# Start of Input rows

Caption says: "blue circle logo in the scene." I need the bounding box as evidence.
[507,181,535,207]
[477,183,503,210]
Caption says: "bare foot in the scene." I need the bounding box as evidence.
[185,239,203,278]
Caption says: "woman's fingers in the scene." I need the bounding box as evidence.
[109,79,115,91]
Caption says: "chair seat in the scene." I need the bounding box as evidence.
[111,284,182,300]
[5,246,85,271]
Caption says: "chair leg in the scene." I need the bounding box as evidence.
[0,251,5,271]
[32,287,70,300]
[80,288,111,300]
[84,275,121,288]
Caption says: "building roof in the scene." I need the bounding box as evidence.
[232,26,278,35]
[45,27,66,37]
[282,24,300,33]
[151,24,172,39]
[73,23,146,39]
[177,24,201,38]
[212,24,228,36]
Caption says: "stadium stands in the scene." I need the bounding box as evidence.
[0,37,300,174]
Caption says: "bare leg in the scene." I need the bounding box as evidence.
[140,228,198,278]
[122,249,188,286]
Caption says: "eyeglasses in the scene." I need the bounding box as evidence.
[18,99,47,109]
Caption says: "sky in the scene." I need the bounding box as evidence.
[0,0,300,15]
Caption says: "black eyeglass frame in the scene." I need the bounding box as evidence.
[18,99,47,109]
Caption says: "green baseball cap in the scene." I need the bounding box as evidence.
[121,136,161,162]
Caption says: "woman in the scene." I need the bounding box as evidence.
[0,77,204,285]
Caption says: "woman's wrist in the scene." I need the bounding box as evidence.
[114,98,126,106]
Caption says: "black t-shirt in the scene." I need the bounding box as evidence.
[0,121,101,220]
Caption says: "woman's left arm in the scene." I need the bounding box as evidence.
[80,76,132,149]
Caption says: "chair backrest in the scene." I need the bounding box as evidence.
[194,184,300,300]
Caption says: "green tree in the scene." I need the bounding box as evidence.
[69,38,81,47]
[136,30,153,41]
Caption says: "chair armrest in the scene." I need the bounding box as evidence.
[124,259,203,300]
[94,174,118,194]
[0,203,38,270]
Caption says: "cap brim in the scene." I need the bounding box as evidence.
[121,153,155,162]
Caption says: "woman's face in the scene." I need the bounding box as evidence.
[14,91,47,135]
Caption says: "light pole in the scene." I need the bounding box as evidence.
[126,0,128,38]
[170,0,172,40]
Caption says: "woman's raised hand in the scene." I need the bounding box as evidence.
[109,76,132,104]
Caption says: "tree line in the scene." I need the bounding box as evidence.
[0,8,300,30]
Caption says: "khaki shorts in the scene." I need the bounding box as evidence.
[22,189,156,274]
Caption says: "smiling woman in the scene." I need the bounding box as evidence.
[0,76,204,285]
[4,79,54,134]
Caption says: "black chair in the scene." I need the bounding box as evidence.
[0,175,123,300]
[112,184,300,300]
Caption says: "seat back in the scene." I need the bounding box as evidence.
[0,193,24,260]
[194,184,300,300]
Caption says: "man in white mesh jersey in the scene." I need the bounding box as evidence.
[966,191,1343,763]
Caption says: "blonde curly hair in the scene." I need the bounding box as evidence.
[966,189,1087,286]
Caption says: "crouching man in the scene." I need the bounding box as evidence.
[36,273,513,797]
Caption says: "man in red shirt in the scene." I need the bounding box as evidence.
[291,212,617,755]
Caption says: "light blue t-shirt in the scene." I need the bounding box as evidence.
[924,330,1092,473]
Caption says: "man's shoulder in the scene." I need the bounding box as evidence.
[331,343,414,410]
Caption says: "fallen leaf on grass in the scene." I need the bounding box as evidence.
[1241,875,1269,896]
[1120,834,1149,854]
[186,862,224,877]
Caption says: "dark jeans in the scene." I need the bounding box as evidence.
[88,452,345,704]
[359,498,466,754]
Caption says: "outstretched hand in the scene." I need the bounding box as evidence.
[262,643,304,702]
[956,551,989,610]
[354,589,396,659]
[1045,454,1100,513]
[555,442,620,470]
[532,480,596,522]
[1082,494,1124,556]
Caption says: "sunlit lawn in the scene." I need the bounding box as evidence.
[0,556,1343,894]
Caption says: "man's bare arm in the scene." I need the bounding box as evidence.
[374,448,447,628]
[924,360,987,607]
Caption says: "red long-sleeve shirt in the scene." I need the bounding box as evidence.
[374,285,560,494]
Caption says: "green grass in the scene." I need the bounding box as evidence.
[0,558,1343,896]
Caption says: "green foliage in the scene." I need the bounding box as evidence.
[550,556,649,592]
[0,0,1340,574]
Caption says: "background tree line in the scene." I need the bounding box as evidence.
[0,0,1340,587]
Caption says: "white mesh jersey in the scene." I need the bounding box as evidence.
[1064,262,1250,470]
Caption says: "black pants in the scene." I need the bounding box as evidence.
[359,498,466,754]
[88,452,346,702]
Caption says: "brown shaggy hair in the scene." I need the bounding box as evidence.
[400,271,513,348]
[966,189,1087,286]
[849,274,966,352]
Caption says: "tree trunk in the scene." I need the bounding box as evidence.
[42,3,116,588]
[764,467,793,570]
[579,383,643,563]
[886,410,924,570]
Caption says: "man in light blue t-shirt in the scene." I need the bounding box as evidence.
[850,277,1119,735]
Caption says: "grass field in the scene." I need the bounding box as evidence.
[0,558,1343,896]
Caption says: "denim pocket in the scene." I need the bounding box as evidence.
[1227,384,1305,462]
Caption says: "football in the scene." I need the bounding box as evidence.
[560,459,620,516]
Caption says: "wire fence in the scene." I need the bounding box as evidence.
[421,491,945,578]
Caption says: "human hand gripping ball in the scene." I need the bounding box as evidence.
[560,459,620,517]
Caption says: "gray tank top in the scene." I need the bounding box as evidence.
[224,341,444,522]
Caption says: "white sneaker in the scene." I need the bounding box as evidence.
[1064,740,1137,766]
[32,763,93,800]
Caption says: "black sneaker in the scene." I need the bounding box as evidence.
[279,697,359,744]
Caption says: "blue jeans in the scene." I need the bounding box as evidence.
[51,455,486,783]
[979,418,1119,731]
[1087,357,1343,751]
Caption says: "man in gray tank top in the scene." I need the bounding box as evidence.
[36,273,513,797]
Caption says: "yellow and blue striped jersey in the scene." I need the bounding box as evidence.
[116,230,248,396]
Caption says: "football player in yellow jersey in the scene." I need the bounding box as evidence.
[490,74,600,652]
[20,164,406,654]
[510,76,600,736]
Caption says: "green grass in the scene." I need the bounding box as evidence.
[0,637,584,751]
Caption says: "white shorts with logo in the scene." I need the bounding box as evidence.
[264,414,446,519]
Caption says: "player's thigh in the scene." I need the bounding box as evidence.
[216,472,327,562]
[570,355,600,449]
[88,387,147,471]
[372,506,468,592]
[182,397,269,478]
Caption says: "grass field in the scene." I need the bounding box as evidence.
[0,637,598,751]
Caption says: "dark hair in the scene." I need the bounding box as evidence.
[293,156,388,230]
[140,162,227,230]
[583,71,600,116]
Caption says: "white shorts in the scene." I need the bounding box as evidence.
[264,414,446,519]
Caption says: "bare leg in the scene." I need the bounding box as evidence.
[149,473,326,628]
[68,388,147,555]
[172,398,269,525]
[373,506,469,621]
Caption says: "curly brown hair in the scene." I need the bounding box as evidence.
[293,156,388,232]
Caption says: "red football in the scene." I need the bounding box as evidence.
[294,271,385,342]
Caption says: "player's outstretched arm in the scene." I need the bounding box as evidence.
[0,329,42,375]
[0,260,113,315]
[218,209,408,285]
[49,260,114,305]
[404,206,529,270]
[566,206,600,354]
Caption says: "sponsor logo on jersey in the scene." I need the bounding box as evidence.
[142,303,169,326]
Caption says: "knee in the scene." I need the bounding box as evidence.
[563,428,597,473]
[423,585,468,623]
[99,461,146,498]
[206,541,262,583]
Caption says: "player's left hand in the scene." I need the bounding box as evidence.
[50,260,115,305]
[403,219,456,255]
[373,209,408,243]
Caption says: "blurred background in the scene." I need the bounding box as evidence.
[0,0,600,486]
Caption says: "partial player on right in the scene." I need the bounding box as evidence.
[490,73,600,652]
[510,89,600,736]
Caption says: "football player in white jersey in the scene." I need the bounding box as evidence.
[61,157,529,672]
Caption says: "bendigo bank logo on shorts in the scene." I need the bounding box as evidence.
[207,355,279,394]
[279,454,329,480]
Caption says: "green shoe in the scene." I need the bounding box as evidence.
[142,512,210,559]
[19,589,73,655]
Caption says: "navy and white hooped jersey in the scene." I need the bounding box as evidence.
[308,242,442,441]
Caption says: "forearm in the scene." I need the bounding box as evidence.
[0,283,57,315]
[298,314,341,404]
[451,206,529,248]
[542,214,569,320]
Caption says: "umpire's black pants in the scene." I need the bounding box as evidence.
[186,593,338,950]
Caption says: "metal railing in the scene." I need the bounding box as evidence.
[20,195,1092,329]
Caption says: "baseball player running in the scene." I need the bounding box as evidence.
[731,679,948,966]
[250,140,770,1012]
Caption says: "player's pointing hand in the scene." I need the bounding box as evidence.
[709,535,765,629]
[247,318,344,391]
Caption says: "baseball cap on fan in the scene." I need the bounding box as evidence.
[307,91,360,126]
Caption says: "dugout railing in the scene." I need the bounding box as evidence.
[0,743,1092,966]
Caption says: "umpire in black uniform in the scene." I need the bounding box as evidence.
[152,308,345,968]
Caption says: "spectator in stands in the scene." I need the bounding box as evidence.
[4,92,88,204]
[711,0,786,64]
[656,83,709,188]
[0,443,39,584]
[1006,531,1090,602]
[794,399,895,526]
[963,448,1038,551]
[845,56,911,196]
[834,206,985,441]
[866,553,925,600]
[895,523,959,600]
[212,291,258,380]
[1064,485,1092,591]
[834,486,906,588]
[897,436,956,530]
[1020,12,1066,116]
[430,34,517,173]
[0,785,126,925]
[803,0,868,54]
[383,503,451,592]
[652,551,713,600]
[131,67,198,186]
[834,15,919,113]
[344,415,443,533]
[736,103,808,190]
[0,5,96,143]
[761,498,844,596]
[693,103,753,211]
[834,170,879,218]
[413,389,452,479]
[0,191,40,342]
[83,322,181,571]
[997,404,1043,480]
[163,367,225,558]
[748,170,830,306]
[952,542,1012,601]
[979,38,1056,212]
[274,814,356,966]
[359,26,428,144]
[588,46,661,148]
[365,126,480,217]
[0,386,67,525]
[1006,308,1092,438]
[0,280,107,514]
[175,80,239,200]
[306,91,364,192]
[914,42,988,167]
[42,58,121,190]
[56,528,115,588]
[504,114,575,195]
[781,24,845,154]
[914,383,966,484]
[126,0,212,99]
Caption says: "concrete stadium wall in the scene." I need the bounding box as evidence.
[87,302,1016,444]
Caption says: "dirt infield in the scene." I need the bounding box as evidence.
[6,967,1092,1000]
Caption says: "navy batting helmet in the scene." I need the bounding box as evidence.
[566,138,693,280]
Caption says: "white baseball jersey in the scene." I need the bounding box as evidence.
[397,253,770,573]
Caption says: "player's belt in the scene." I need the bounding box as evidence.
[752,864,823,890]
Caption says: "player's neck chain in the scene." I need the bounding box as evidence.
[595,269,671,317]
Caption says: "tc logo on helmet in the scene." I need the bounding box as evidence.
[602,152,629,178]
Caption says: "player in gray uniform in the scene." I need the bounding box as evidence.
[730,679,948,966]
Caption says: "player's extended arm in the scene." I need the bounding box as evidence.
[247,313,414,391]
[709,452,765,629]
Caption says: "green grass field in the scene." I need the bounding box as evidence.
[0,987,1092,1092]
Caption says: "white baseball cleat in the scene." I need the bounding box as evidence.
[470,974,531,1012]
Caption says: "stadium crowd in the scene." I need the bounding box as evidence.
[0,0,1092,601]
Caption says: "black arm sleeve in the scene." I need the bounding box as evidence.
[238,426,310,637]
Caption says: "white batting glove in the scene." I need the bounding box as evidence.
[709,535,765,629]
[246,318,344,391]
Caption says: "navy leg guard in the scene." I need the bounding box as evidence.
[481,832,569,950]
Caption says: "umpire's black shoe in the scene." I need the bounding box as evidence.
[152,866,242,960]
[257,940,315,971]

# End of Input rows

**Problem requirements**: Starting at the row that contains "leg guard in" and ending at the last row, rewrite those lines with "evidence" changed to "proof" and nothing else altered.

**Final result**:
Caption says: "navy leg guard in the scene." I need the bounding box as proof.
[481,832,569,950]
Caption says: "umpire's black shoe in the scene." I need the bounding box as proof.
[152,866,242,960]
[257,940,315,971]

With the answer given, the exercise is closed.